What you will do – Render each line of the listing below as a Markdown table with the columns Row and Text, numbering the lines in order and omitting blank lines.

Records shown –

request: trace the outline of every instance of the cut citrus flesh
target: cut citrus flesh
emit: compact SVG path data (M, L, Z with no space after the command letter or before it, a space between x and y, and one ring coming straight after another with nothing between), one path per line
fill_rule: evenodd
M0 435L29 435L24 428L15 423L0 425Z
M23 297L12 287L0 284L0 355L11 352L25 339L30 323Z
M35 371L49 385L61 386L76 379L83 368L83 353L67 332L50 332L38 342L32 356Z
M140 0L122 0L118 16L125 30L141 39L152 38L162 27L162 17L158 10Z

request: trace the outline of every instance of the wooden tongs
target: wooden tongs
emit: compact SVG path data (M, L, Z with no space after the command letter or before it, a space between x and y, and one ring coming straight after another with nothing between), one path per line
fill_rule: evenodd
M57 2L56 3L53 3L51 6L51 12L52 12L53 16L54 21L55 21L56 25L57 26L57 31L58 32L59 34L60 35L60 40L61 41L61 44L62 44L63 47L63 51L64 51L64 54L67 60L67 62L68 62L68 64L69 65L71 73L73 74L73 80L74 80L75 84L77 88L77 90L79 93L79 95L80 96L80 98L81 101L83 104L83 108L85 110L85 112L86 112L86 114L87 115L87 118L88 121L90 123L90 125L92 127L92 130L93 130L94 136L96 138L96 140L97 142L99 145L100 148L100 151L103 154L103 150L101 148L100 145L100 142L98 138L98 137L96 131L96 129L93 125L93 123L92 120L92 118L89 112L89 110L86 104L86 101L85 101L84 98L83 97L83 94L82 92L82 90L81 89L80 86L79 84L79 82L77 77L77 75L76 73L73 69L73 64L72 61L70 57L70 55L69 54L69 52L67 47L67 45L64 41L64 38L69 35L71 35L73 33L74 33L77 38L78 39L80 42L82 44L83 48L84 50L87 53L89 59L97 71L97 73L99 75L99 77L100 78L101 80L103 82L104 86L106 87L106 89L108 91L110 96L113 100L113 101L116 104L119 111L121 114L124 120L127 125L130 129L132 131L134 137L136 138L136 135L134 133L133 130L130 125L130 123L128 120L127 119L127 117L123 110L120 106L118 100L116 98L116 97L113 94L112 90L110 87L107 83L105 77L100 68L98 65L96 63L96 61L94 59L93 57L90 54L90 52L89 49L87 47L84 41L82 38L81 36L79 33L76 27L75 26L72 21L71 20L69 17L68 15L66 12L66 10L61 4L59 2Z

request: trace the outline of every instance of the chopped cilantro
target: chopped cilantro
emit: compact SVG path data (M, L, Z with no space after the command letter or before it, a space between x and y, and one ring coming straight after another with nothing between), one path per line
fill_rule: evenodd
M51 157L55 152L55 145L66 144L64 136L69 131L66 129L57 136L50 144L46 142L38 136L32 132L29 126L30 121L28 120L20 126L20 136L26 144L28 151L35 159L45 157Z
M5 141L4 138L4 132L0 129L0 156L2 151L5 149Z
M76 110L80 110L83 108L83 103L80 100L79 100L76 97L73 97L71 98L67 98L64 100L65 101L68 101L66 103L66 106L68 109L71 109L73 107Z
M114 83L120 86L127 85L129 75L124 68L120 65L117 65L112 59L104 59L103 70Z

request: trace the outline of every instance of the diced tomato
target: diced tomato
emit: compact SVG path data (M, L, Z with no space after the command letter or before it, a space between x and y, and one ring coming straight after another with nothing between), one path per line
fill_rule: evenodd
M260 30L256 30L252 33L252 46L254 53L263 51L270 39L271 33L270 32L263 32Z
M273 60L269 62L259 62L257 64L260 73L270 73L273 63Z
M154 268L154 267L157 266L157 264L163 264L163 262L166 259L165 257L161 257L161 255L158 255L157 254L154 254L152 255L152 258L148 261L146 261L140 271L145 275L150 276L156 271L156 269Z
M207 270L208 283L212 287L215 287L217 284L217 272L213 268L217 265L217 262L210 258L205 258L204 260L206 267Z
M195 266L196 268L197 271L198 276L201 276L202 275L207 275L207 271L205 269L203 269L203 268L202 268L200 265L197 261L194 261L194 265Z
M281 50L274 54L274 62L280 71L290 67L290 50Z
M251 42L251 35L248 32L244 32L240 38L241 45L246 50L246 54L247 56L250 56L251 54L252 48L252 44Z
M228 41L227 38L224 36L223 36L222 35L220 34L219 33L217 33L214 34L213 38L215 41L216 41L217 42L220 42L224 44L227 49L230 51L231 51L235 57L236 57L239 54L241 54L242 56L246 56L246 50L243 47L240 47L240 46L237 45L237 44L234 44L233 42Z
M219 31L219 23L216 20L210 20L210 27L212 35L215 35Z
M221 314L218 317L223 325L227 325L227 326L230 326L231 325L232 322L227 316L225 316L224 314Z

Output of the task –
| Row | Text |
|---|---|
| 1 | request: trace the outline of every instance of the cut citrus flesh |
| 2 | target: cut citrus flesh |
| 3 | emit: compact SVG path data (M, L, Z with no space after the command letter or before it, a space between x and y, and one ring coming straight after another with nothing between), one path per line |
| 4 | fill_rule: evenodd |
| 5 | M0 435L29 435L24 428L15 423L0 425Z |
| 6 | M23 297L12 287L0 284L0 355L11 352L25 339L30 323Z |
| 7 | M35 371L49 385L61 386L76 379L83 368L83 353L67 332L50 332L38 342L32 356Z |
| 8 | M140 0L122 0L118 16L125 30L141 39L152 38L162 27L162 17L158 10Z |
| 9 | request: trace the outline of every instance of the wooden tongs |
| 10 | target: wooden tongs |
| 11 | emit: compact SVG path data (M, L, Z with no space after the command letter or before it, a space between x and y, and one ring coming straight after another with nothing between), one path per line |
| 12 | fill_rule: evenodd |
| 13 | M57 2L56 3L53 3L51 6L51 12L52 12L53 16L54 21L55 21L56 25L57 26L57 31L58 32L59 34L60 35L60 40L61 41L61 44L62 44L63 47L63 51L64 51L64 54L67 60L67 62L68 62L68 64L69 65L71 73L73 74L73 80L74 80L75 84L77 88L77 90L79 93L79 95L80 96L80 98L81 101L83 104L83 108L85 110L85 112L86 112L86 114L87 115L87 118L88 121L90 123L90 125L92 127L92 130L93 130L94 136L96 138L96 140L97 142L99 145L100 148L100 151L103 154L103 150L101 148L100 145L100 142L98 138L98 137L96 131L96 129L93 125L93 123L92 120L92 118L89 112L89 110L86 104L86 101L85 101L84 98L83 97L83 94L82 92L82 90L81 89L80 86L79 84L79 82L77 77L77 75L76 73L73 69L73 64L72 61L70 57L70 55L69 54L69 52L67 47L67 45L64 41L64 38L69 35L71 35L73 33L74 33L77 38L78 39L80 42L82 44L83 48L84 50L87 53L89 59L97 71L97 73L99 75L99 77L100 78L101 80L103 82L104 86L106 87L106 89L108 91L110 96L113 100L113 101L116 104L119 111L121 114L124 120L127 125L130 129L132 131L134 137L136 138L136 135L134 133L133 130L130 125L130 123L128 120L127 119L127 117L123 110L120 106L118 100L116 98L116 97L113 94L112 90L110 87L107 83L105 77L100 68L98 65L96 63L96 61L94 59L93 57L90 54L90 52L89 49L87 47L84 41L82 38L81 36L79 33L76 27L75 26L72 21L71 20L69 17L68 15L66 12L66 10L61 4L59 2Z |
| 14 | request: trace the outline of every instance of the chopped cilantro |
| 15 | target: chopped cilantro |
| 16 | emit: compact SVG path data (M, L, Z with no space after the command letter or before it, a space between x and y, and one ring coming straight after another with nothing between), one path per line |
| 17 | fill_rule: evenodd |
| 18 | M51 157L55 152L55 145L66 144L64 136L69 131L66 129L57 136L50 144L46 142L38 136L32 132L29 126L30 121L28 120L20 126L20 136L26 144L28 151L35 159L45 157Z |
| 19 | M5 141L4 138L4 132L0 129L0 156L2 151L5 149Z |
| 20 | M76 110L80 110L83 108L83 103L80 100L79 100L76 97L73 97L71 98L67 98L64 100L65 101L68 101L66 103L66 106L68 109L71 109L73 107Z |
| 21 | M114 83L120 86L127 85L129 75L124 68L120 65L117 65L112 59L104 59L103 70Z |
| 22 | request: trace the outline of every instance of the diced tomato |
| 23 | target: diced tomato |
| 24 | emit: compact SVG path data (M, L, Z with no space after the command letter or before it, a space between x and y, and one ring coming straight after another with nothing between), one path per line |
| 25 | fill_rule: evenodd |
| 26 | M260 30L256 30L252 33L252 46L254 53L263 51L270 39L271 33L270 32L263 32Z |
| 27 | M273 60L269 62L259 62L257 64L260 73L270 73L273 63Z |
| 28 | M154 268L154 267L157 266L157 264L163 264L163 262L166 259L165 257L161 257L161 255L158 255L157 254L154 254L152 255L152 258L148 261L146 261L140 271L145 275L150 276L156 271L156 269Z |
| 29 | M207 270L208 283L212 287L215 287L217 284L217 272L213 268L217 265L217 262L210 258L205 258L204 260L206 267Z |
| 30 | M195 266L196 268L197 271L198 276L201 276L202 275L207 275L207 271L205 269L203 269L203 268L202 268L200 265L197 261L194 261L194 265Z |
| 31 | M281 50L274 54L274 62L280 71L290 67L290 50Z |
| 32 | M251 42L251 35L248 32L244 32L240 38L241 45L246 50L246 54L247 56L250 56L251 54L252 48L252 44Z |
| 33 | M228 41L227 38L224 36L223 36L222 35L220 34L219 33L217 33L214 34L213 38L215 41L216 41L217 42L220 42L224 44L227 49L230 51L231 51L235 57L236 57L239 54L241 54L242 56L246 56L246 50L243 47L240 47L240 46L237 45L237 44L234 44L233 42Z |
| 34 | M219 31L219 23L216 20L210 20L210 27L212 35L215 35Z |
| 35 | M221 314L218 317L223 325L227 325L227 326L230 326L231 325L232 322L227 316L225 316L224 314Z |